But the timing piles extra pressure on Greece, which is once again in deadlocked crisis talks about how it is going to pay its debts. And Italy's Mario Monti has pleaded with Germany and other strong economies to do more to help bring the price of borrowing down, warning of a "powerful backlash" among voters if they do not act.

In France, meanwhile, the news is grist to the mill of the far right. Ahead of the May elections, the Front National's Marine Le Pen has used the financial market turmoil to stoke fear and anger amongst voters. This latest news will only lend force to her claim that the French are "debt slaves" – and it's an opportunity she has already seized upon.

Aditya Chakrabortty, writing in the Guardian, persuasively poses one of the most logical questions arising from all of this: why do the credit ratings agencies have such power?

* Stored data *
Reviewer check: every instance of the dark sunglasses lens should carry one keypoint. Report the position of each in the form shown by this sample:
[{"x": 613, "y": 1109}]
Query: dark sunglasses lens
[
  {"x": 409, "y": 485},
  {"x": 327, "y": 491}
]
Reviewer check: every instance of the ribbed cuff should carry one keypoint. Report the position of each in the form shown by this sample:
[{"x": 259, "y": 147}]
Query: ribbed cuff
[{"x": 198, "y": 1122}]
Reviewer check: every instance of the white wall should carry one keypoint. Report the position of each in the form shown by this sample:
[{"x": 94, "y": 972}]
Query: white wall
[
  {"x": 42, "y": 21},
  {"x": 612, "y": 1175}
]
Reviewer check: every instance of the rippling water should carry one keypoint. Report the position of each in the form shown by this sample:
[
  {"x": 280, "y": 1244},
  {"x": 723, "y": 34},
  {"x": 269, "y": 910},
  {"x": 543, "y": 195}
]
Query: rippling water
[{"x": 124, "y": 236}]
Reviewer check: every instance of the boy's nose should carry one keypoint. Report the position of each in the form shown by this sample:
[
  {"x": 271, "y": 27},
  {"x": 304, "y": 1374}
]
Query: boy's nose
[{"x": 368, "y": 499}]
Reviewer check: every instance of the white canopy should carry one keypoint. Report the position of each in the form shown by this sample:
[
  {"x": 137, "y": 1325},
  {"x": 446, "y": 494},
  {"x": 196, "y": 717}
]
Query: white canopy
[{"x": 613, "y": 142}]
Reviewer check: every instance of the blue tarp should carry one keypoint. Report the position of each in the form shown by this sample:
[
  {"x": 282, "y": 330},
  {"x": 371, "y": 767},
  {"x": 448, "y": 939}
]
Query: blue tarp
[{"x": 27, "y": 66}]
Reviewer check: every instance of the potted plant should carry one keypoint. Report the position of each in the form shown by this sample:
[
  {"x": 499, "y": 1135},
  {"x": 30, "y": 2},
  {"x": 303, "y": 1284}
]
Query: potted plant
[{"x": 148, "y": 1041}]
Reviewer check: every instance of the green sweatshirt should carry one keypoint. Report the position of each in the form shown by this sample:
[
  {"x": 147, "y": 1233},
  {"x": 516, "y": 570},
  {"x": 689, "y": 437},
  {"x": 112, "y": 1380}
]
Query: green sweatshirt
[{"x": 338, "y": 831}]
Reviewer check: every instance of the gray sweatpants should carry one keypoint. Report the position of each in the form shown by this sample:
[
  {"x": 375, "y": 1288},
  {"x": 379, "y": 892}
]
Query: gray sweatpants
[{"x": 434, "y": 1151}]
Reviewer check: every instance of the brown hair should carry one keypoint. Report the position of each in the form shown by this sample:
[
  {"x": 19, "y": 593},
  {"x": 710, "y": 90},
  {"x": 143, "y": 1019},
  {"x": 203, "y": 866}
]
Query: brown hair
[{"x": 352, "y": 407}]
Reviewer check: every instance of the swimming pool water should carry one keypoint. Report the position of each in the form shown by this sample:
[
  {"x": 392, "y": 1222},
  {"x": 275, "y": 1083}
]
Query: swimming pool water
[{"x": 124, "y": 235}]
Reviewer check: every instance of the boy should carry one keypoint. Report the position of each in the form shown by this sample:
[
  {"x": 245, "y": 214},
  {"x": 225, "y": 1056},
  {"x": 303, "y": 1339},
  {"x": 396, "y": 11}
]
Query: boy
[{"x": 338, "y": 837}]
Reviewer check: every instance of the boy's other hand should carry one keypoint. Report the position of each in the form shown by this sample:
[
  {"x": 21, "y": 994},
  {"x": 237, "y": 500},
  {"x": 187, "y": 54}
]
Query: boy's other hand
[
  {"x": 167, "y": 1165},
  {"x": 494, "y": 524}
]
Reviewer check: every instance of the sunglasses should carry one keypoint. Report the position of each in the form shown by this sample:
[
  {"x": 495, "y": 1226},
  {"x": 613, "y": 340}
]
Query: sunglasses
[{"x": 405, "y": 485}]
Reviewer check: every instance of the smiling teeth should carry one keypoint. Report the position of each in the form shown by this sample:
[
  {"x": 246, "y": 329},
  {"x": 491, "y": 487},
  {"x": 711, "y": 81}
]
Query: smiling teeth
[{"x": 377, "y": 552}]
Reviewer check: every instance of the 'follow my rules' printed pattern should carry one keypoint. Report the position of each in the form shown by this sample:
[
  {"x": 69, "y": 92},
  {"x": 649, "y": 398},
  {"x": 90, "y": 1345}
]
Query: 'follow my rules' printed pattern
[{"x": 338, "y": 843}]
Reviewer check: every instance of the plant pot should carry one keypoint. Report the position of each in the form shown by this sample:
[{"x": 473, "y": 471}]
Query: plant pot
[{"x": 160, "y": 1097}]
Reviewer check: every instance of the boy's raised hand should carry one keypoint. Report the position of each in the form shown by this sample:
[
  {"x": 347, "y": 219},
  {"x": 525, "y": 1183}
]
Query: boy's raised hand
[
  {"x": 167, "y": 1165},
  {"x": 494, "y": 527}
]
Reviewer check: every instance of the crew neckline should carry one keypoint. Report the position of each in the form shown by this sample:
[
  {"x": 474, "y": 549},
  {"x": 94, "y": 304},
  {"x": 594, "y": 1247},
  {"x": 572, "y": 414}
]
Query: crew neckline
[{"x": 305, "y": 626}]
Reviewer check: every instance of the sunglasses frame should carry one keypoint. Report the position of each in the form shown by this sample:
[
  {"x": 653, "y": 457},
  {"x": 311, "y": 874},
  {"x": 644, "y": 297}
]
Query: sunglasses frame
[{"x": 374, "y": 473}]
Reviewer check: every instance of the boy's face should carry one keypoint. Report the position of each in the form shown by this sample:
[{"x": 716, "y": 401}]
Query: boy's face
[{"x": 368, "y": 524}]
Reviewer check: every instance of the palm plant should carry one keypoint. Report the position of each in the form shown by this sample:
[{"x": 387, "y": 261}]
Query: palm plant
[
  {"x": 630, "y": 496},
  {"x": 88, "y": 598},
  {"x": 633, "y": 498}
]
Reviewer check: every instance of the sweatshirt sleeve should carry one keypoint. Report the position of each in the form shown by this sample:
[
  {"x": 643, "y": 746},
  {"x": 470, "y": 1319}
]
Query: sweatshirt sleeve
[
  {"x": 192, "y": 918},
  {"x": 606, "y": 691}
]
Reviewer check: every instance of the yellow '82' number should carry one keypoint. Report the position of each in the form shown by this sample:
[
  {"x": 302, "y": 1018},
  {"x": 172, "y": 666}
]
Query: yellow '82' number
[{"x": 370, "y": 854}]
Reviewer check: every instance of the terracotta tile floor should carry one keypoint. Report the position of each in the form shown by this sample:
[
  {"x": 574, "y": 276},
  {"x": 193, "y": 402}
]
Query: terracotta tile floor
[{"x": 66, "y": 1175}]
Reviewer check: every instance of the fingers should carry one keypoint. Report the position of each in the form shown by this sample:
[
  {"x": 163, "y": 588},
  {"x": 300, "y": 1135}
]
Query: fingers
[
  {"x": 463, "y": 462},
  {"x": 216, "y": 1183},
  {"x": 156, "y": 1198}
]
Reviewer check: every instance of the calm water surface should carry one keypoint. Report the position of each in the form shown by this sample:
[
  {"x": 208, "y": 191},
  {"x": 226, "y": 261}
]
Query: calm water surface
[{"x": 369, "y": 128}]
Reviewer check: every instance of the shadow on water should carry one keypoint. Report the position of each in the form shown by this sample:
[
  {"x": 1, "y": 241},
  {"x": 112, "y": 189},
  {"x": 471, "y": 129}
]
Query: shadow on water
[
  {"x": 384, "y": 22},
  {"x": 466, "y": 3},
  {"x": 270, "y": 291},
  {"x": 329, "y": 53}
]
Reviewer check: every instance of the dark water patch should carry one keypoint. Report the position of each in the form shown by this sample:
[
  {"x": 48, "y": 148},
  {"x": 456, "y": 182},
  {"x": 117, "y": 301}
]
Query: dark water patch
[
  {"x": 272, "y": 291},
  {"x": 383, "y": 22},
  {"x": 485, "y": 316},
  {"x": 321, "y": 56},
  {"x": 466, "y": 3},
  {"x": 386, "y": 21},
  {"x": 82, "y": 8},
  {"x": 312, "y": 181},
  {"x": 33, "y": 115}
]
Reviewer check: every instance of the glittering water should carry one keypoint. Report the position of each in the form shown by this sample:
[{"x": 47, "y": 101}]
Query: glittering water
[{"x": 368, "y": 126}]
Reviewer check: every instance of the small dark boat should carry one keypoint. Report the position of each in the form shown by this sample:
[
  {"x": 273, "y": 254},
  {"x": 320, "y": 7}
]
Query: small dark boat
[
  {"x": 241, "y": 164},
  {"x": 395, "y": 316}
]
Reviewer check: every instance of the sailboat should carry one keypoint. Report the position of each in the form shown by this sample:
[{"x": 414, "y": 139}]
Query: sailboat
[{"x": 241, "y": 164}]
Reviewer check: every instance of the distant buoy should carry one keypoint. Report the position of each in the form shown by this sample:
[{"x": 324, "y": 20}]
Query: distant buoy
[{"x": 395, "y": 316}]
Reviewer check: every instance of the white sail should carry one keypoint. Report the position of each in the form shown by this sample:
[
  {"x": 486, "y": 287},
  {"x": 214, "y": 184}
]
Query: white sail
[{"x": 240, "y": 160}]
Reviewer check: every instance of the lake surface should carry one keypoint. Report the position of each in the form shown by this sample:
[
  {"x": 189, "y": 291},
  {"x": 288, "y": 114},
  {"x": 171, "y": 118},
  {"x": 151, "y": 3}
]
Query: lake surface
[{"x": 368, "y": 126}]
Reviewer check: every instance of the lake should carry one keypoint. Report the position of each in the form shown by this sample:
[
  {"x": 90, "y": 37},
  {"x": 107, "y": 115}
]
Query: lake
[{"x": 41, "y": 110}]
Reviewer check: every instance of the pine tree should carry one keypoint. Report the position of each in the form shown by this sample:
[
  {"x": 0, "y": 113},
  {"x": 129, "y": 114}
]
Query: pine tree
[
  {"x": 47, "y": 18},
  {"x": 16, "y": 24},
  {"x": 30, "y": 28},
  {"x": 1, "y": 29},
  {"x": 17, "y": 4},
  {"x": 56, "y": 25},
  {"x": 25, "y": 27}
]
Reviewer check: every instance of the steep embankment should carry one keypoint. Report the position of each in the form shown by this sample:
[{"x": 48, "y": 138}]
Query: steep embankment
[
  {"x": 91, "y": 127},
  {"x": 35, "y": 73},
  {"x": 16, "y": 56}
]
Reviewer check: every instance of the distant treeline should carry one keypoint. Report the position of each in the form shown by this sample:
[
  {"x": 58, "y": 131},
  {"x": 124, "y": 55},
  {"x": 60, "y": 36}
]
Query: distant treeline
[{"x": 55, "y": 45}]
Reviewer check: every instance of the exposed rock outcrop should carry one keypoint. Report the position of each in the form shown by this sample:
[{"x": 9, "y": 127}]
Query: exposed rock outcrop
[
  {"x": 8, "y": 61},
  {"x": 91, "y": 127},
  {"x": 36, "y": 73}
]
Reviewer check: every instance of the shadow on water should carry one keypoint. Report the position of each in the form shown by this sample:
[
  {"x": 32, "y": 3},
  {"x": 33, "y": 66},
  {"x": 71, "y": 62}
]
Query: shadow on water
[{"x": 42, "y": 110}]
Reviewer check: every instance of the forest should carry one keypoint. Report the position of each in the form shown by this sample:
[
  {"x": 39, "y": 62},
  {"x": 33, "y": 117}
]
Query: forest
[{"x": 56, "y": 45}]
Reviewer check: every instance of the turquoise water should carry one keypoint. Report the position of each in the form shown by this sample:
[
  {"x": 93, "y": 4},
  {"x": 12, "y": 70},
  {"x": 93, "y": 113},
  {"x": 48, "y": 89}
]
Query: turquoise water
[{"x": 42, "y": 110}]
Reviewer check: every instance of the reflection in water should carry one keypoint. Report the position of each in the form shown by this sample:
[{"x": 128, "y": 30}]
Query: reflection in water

* Set of tasks *
1 – Answer these from the debt crisis passage:
(a) Whom did Mario Monti plead with to help bring borrowing costs down?
(b) What does Marine Le Pen claim the French are?
(c) What question does Aditya Chakrabortty pose?
2 – Report every line of the entries that holds the string "number".
The debt crisis passage and the entries come from separate, unrelated sources.

* The replies *
1 –
(a) Germany and other strong economies
(b) "Debt slaves"
(c) Why do the credit ratings agencies have such power?

2 –
Reviewer check: every instance of the yellow '82' number should carry one keypoint. Report the position of each in the form shown by this sample:
Query: yellow '82' number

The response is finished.